* [EXERCISE INSTRUCTIONS] Filter the lines below, keeping only those that contain the string "center", and copy each kept line in full.

Raw records
>>>>

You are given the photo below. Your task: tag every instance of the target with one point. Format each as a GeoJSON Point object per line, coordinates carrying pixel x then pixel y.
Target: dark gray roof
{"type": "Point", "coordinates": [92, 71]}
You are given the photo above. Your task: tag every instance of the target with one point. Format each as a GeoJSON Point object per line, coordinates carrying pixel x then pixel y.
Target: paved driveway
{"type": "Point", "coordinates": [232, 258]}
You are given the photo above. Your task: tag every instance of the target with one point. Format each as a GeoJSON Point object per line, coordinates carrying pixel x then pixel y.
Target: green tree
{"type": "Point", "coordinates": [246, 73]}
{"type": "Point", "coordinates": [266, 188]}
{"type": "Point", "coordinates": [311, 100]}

<<<<
>>>>

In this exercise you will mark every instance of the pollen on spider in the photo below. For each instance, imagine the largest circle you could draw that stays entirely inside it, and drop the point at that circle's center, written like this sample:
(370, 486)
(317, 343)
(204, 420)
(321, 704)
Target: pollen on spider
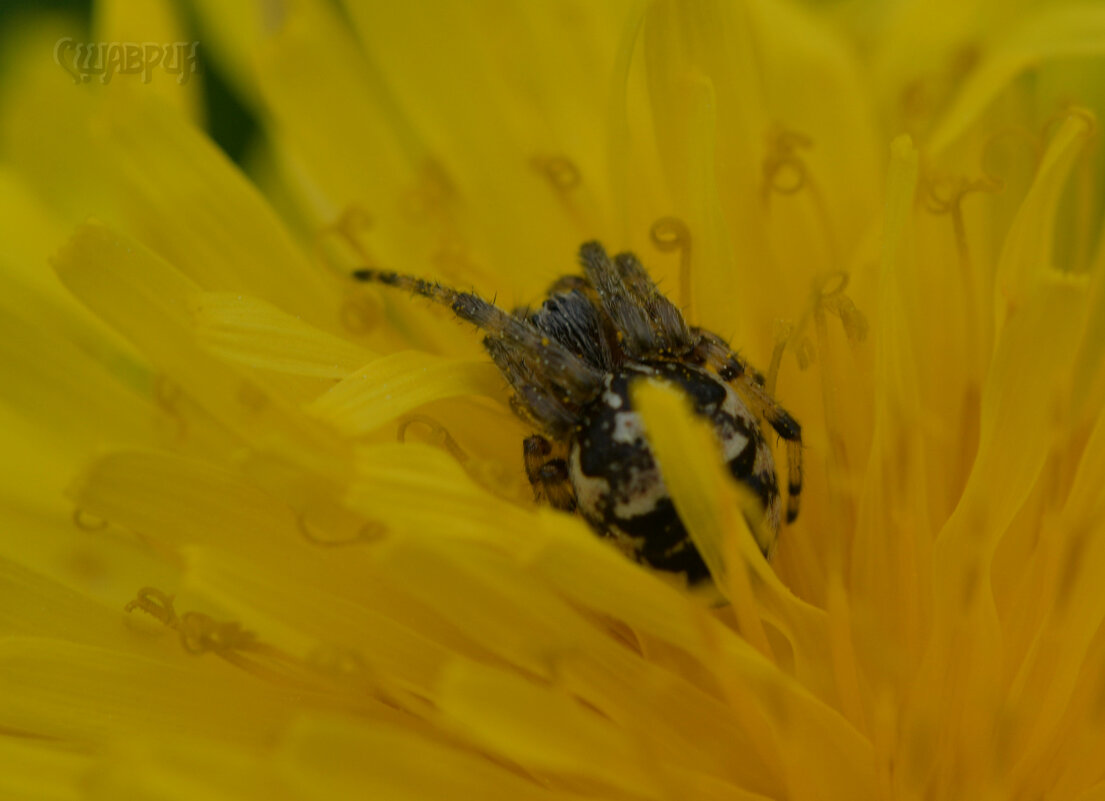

<<<<
>>>>

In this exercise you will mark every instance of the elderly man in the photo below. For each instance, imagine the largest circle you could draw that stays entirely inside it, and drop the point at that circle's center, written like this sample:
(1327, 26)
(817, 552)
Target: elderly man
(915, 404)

<<<<

* [COMPLETED TASK]
In this exercise you will mark every instance of the pollen on spider in the photo below. For each instance, imagine the largest circle you could draw that stays entirely inside it, and drop the point at that circle's center, written like this sample:
In this exercise you will mark every instance of the elderly man in the photo below. For each instance, imagine the largest circle you could draw that stays entirely inside it, and drop the point at that circle's center, written like this sample:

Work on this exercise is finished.